## EXERCISE INSTRUCTIONS
Gather every line of the material below that contains the word "cone", and copy each one in full.

— begin DATA LINES —

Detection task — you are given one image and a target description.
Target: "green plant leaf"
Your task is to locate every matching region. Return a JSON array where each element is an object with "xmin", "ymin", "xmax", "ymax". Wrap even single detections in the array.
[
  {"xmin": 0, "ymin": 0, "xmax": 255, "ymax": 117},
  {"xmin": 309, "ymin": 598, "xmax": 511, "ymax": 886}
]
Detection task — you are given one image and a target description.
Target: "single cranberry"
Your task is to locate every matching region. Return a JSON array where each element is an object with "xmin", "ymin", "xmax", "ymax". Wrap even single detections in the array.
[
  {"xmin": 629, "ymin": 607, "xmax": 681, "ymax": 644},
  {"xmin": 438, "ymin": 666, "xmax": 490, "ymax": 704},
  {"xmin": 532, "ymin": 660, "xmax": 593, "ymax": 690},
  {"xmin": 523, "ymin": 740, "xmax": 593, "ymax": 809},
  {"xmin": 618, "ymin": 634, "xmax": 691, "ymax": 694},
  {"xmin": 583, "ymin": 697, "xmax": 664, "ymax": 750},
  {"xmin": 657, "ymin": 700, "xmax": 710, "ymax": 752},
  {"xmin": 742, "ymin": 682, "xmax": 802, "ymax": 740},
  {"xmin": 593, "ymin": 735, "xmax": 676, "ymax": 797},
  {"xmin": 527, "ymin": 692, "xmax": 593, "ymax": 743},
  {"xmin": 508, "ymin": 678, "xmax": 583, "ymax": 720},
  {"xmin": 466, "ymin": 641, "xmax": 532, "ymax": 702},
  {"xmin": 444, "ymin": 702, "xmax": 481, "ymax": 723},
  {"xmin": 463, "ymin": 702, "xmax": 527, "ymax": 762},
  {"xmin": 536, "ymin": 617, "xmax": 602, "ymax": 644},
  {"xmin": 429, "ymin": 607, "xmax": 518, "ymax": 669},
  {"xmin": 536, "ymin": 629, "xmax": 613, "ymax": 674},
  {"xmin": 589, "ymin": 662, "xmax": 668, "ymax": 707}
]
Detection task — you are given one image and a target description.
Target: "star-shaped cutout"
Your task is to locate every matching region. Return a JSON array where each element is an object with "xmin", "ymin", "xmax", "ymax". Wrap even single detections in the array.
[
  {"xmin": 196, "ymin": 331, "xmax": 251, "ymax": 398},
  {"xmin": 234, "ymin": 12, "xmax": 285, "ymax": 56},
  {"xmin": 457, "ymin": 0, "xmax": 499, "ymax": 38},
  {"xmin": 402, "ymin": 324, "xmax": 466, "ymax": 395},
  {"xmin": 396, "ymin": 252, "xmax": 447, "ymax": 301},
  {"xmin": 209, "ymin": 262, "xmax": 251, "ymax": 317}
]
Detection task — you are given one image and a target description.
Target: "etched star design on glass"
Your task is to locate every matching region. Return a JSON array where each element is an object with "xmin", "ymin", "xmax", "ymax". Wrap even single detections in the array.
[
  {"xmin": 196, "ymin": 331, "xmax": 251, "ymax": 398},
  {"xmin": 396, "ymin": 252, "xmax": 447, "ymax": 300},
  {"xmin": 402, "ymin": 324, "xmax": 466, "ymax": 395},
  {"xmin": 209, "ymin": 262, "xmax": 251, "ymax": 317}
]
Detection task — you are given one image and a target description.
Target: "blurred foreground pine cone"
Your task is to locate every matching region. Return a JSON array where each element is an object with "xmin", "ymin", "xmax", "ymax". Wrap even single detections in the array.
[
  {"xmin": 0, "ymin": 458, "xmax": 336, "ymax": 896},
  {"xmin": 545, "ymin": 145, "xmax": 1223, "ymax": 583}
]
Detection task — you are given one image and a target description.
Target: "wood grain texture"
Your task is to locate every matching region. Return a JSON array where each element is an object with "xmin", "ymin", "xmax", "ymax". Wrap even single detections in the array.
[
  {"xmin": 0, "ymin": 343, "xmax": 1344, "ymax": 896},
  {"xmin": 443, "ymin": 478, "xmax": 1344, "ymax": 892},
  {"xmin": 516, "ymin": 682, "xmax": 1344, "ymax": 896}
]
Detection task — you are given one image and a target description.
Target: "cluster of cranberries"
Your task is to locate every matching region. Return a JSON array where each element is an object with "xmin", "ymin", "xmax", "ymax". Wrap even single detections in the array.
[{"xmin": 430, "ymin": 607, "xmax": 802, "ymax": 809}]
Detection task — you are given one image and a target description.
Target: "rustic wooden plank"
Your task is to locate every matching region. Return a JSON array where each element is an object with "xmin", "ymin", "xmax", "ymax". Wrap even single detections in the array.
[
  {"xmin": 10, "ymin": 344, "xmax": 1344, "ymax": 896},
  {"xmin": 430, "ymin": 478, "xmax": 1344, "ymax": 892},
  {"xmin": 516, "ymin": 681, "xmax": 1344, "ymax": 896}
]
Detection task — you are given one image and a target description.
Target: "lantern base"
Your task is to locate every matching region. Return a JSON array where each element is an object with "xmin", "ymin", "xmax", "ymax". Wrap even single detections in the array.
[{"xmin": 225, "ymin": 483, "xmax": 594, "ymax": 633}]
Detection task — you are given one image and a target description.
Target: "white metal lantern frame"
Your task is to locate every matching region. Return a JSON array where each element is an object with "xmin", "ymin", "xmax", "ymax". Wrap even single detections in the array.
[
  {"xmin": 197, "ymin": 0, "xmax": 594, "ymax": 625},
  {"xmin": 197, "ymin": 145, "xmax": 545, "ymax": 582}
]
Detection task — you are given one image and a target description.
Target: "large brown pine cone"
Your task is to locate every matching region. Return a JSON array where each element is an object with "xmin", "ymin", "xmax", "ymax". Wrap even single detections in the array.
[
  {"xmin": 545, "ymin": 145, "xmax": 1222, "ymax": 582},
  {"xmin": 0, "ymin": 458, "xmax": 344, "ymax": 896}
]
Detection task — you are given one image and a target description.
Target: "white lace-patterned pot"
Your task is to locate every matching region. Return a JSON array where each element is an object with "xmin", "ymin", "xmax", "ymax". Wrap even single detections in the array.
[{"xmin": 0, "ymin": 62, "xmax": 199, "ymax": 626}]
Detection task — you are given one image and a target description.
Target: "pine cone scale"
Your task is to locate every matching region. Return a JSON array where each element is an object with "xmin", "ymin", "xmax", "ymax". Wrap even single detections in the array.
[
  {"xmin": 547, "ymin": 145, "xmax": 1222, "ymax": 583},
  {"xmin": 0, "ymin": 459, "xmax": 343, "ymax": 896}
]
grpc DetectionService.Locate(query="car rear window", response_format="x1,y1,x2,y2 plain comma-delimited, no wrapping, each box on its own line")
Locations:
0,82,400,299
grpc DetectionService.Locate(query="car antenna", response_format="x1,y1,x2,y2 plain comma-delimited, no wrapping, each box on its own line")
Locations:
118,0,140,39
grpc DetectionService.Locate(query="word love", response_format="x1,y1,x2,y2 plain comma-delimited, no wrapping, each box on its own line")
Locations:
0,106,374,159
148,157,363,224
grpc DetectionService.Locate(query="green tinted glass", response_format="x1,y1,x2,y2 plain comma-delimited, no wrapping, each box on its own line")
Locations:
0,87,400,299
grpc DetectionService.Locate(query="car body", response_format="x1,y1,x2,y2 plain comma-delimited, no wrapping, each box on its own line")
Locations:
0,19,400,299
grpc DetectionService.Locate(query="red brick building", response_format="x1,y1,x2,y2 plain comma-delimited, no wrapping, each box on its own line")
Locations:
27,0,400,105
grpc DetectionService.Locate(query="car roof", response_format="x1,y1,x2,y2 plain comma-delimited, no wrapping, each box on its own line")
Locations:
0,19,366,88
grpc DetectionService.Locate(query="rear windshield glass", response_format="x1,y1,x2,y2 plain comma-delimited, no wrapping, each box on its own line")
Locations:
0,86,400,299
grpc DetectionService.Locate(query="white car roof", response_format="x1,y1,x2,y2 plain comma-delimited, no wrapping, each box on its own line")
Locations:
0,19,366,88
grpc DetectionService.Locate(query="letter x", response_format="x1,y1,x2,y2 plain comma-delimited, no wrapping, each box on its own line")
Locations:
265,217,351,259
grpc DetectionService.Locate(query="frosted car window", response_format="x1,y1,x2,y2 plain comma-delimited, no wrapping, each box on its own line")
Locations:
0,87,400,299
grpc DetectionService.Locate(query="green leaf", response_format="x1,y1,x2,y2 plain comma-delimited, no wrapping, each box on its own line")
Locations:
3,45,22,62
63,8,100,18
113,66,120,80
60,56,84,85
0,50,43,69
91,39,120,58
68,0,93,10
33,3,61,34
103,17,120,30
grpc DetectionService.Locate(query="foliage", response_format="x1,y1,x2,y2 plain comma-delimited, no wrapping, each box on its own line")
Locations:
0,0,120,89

— end DATA LINES —

## RESULT
Target: "blurred foreground pine cone"
Target: "large brown pine cone"
Target: "pine cone scale"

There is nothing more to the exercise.